**TASK REQUIREMENTS:** Gather every line of the items below that contains the word "above", and copy each one out.

Stored data
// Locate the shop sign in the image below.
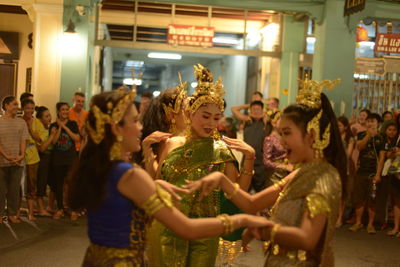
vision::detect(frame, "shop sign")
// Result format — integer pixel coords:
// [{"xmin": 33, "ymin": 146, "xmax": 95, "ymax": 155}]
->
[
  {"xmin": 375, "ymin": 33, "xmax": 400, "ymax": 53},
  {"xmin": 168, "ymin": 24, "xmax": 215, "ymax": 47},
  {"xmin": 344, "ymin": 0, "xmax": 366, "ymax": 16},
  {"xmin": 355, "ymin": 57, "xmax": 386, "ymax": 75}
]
...
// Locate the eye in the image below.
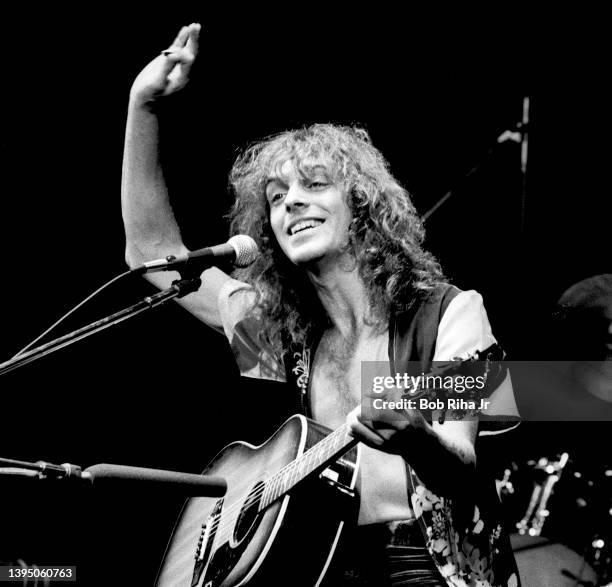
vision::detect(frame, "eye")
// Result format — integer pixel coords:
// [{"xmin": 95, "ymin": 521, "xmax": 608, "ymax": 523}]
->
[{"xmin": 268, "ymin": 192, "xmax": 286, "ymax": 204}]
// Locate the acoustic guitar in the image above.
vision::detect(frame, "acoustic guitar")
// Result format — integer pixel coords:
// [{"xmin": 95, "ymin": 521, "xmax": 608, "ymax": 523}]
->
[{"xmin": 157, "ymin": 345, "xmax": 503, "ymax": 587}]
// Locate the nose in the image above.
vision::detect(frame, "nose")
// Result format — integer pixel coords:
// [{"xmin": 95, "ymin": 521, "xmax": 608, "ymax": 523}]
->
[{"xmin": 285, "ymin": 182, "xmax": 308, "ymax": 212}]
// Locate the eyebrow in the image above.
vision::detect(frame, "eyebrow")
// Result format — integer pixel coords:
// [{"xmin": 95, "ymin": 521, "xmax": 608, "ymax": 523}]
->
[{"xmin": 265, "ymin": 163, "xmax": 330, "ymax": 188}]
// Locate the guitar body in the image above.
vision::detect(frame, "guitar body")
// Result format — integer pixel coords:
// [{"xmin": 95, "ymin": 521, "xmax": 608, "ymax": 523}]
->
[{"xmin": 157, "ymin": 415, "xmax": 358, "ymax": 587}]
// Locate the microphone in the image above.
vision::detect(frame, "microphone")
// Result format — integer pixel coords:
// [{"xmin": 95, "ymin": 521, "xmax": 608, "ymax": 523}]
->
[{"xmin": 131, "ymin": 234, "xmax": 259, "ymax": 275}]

**FULL SOLUTION:**
// Locate the acoustic guitar in the image above.
// Locate the nose in the image above.
// Locate the eyebrow in the image above.
// Locate the guitar body in the image above.
// Locate the microphone in the image above.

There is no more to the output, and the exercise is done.